(Data items)
'''
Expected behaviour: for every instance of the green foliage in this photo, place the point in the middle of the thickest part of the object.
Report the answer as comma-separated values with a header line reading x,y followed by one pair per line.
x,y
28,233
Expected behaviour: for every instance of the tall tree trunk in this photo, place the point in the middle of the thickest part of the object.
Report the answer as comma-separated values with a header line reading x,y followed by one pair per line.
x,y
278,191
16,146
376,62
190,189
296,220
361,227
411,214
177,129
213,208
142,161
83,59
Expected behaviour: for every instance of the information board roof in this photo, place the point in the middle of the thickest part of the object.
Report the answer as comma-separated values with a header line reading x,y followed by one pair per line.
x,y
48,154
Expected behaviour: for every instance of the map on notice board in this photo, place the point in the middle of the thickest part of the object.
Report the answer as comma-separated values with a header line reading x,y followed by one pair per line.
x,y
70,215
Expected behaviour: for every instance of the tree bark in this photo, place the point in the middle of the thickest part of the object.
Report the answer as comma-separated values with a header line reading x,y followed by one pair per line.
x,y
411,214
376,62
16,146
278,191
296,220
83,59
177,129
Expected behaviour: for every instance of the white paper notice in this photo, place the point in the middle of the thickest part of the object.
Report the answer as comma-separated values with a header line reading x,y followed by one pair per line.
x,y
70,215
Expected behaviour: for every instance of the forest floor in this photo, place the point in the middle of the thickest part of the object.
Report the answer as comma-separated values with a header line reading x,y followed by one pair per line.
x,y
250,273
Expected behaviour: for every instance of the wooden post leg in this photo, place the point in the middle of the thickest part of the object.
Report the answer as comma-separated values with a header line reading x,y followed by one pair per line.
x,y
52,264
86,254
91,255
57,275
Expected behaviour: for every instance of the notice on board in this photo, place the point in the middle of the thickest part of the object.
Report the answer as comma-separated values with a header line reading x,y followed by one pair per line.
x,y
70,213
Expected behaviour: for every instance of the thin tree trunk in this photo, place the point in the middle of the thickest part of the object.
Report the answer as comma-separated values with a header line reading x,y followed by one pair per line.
'''
EXERCISE DESCRIPTION - Render every line of the records above as a JSON array of strings, with one string per line and blank lines omitted.

RESULT OF THIS TASK -
[
  "Expected behaviour: for every instance of the green foliage in this photo, place the point in the middle of the thickest part of the object.",
  "Report the answer as comma-separated values with a header line reading x,y followed by one pair per line.",
  "x,y",
  "28,233",
  "Expected behaviour: for every instance of the tall tree trunk in this photo, place the point in the middle of the thickest part of the object.",
  "Report the answer as comma-separated values with a header line reading x,y followed by one pair per line.",
  "x,y",
  "278,191",
  "16,146",
  "376,62",
  "190,189",
  "296,220",
  "361,227",
  "411,214",
  "177,129",
  "213,208",
  "142,161",
  "83,59",
  "Expected behaviour: for every instance of the information board roof in this photo, place the point in the middle of the thickest part of the object.",
  "Report the answer as comma-separated values with a header line reading x,y followed by one pair per line.",
  "x,y",
  "48,154",
  "Expected behaviour: for every instance of the map on notice board in this photo, place the point in the middle of the thickest part of the object.",
  "Report the answer as comma-separated values with a header line reading x,y followed by one pair per line.",
  "x,y",
  "70,215",
  "Expected behaviour: for every instance of the tree bark in this photo, place the point in the middle of the thickest part of the object.",
  "Report the answer as comma-separated values with a header line reading x,y followed by one pair per line.",
  "x,y",
  "411,214",
  "376,62",
  "16,146",
  "278,191",
  "296,220",
  "83,59",
  "177,129",
  "Expected behaviour: for every instance of the white paper notice in this photo, place the point in the middle of the thickest part of the object.",
  "Report the answer as comma-separated values with a header line reading x,y followed by one pair per line.",
  "x,y",
  "70,215",
  "Expected behaviour: for every instance of the forest floor in this photo, place the point in the middle of the thickest part of the object.",
  "Report the answer as comma-separated values with a header line reading x,y followed by one pair per line.",
  "x,y",
  "250,273",
  "Expected behaviour: for every instance of the wooden post leg in this photo, place the point in the middle of the thickest part of the object.",
  "Report the answer as comma-separated values with a header line reading x,y followed by one pair per line.",
  "x,y",
  "52,264",
  "86,254",
  "91,255",
  "57,275",
  "Expected behaviour: for every instance of the notice on board in this photo, place the point in the middle of the thickest part of the object.",
  "Report the answer as comma-separated values with a header line reading x,y followed by one pair per line.",
  "x,y",
  "70,213",
  "Expected behaviour: for every instance of the thin tree trunk in this photo, place the point in the middle of the thickest part of the object.",
  "Report the answer as comma-separated values with a header line reading x,y followed by one pair per line."
]